▶ **ASSIGNMENT**: Retype only the stretch of lines that starts with the line containing "Target: dense vegetation" and ends with the last line of the records, both included, exactly.

▶ **PROVIDED INFORMATION**:
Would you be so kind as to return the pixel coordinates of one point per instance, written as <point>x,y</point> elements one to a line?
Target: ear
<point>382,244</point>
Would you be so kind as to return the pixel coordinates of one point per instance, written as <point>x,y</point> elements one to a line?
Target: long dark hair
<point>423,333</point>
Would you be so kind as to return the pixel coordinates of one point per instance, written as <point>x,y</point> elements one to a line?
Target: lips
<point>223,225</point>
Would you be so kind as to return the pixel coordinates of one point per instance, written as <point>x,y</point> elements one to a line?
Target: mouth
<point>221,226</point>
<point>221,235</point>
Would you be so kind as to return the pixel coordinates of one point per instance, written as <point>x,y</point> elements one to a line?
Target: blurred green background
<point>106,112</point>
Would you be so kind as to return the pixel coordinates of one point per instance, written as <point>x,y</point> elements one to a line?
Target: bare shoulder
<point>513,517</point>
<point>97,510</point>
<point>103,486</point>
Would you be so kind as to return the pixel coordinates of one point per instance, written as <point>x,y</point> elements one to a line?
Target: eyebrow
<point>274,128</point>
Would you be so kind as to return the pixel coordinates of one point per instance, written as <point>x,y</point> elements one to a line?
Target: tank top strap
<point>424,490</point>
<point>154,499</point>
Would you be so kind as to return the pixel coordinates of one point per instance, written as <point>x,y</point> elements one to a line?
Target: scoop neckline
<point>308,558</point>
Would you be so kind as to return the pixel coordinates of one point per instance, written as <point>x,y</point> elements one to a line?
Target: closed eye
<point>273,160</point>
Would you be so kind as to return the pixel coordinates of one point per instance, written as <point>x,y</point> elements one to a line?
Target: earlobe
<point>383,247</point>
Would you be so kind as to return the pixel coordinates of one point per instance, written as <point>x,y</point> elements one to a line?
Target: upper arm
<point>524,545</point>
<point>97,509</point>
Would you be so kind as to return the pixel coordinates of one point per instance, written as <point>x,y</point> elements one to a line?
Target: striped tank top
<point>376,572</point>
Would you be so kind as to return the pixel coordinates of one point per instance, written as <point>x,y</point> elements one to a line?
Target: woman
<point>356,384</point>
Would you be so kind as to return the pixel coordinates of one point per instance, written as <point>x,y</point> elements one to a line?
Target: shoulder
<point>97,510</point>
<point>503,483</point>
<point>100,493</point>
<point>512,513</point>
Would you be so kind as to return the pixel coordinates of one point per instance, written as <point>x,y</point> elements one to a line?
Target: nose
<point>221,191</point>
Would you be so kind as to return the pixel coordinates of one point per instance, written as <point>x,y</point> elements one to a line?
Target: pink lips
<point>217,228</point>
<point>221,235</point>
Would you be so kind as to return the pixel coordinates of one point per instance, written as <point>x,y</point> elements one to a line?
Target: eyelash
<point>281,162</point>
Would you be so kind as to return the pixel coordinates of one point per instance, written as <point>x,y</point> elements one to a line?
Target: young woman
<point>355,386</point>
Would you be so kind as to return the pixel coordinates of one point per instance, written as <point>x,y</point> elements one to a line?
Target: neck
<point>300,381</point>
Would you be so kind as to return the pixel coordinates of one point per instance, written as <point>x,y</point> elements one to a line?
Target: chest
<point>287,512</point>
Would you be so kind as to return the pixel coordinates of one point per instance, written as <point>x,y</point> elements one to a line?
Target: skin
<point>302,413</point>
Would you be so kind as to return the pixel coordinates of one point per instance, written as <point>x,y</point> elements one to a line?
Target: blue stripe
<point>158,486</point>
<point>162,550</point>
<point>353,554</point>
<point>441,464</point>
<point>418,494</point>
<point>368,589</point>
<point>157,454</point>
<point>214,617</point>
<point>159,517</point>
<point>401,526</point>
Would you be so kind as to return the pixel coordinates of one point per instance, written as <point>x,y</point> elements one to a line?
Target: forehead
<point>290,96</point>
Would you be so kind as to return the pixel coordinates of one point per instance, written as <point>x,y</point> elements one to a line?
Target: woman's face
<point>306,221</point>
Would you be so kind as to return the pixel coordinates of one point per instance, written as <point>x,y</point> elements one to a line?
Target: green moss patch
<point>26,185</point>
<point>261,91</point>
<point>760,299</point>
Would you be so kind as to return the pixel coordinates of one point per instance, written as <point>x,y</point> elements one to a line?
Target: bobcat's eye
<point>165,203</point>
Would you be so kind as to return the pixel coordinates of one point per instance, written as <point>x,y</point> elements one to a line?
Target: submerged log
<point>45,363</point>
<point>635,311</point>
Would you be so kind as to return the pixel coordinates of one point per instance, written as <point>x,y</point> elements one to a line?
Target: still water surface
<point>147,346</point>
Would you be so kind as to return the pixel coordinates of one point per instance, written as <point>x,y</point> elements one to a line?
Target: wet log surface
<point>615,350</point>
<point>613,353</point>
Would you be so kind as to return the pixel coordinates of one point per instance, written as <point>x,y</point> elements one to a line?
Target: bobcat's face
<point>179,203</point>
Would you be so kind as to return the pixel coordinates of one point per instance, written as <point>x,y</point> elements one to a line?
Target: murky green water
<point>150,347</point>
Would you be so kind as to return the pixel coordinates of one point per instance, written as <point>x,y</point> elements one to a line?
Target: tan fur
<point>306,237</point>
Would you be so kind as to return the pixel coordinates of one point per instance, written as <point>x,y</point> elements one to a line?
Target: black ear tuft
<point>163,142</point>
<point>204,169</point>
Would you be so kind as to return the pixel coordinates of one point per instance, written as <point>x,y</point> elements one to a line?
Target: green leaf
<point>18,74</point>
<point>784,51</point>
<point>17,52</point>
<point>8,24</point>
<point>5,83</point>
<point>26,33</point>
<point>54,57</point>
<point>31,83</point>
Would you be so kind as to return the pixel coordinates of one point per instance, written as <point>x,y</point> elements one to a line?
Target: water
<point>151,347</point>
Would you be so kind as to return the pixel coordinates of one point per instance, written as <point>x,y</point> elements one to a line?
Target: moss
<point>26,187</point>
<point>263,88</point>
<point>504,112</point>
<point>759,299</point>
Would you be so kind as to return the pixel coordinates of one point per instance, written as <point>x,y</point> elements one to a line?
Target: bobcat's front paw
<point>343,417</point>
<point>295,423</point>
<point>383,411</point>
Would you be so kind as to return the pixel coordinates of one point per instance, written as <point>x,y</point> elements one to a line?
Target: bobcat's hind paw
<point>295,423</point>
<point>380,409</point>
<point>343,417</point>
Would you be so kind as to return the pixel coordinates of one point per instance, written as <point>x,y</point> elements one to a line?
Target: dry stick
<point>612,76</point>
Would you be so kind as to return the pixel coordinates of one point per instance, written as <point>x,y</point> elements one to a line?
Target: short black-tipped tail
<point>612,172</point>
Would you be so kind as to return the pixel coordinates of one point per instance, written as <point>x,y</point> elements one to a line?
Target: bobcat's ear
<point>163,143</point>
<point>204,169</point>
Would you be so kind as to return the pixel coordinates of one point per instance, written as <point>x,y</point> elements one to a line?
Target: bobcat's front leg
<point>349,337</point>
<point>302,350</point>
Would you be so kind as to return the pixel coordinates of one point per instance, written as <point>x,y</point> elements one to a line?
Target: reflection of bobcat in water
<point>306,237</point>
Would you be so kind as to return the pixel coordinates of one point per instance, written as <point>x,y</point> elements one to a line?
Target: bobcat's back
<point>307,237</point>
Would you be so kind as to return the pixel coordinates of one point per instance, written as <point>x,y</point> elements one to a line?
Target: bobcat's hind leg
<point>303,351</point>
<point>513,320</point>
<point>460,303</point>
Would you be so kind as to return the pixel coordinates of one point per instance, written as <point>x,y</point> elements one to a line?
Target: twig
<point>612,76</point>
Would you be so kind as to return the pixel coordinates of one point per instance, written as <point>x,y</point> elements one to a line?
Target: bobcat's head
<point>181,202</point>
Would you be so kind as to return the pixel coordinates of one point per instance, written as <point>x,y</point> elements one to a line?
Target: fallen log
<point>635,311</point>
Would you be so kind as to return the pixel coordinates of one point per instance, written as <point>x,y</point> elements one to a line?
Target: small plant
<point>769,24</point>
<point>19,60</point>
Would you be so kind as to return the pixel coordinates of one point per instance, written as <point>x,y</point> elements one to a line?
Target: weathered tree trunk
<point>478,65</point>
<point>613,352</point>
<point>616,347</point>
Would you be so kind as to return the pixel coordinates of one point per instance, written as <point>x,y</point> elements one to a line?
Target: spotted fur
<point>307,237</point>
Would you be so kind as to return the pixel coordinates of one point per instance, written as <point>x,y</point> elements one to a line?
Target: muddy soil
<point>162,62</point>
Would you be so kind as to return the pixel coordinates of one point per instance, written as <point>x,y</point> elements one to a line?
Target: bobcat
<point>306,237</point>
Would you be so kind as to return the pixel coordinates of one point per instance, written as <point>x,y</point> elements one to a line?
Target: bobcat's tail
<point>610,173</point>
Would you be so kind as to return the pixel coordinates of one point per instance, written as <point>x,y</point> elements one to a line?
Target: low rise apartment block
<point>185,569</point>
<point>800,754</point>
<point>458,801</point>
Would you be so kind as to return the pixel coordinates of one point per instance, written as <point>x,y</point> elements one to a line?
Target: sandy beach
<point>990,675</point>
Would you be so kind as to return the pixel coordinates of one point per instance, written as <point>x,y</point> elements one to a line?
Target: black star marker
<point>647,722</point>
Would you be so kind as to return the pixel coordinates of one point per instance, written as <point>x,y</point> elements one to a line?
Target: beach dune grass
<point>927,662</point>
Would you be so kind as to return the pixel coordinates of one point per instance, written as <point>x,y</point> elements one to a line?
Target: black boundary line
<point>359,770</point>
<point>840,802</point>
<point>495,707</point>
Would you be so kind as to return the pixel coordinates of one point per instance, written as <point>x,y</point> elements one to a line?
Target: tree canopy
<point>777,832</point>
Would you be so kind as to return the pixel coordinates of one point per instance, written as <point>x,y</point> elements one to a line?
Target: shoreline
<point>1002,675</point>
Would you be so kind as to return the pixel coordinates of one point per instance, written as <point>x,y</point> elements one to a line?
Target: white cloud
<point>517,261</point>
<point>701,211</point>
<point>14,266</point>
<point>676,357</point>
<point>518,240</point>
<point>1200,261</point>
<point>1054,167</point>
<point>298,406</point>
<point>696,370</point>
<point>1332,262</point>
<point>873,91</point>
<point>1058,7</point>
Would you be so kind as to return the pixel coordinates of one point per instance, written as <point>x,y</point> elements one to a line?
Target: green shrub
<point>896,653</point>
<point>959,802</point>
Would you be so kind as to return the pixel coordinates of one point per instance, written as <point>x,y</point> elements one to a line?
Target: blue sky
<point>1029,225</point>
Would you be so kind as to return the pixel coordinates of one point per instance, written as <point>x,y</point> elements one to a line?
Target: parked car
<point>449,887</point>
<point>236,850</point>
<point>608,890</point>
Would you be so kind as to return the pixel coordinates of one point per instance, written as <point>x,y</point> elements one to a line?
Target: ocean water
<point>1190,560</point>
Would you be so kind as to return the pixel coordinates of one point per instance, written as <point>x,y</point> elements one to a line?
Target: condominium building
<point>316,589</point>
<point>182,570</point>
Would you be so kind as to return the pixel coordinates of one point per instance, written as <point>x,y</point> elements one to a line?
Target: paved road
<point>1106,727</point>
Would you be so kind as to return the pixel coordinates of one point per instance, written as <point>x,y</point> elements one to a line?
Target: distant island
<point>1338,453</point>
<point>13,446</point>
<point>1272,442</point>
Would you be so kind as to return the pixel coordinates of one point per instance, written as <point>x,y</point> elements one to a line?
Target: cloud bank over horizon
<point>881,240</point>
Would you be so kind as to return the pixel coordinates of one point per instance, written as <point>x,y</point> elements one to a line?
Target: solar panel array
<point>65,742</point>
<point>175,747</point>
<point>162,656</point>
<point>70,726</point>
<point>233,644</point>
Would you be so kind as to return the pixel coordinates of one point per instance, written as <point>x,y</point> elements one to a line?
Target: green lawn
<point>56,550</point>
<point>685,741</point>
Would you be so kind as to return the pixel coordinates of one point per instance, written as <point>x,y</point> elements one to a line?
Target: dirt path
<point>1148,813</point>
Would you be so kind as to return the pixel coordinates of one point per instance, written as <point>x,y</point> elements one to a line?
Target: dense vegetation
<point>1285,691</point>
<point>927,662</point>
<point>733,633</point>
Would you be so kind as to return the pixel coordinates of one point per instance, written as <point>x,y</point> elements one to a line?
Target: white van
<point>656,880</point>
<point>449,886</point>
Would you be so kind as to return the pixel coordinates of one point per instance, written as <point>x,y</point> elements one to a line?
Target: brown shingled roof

▶ **EXPECTED ANSWER**:
Target: dense vegetation
<point>1285,691</point>
<point>927,662</point>
<point>733,633</point>
Would you be so kind as to return the pixel coordinates of one point per instance, written as <point>x,y</point> elements one to a line?
Target: white van
<point>656,880</point>
<point>449,886</point>
Would you be so kind as to return the pixel coordinates of one point per instance, written as <point>x,y</point> elements one to a line?
Target: brown shingled roof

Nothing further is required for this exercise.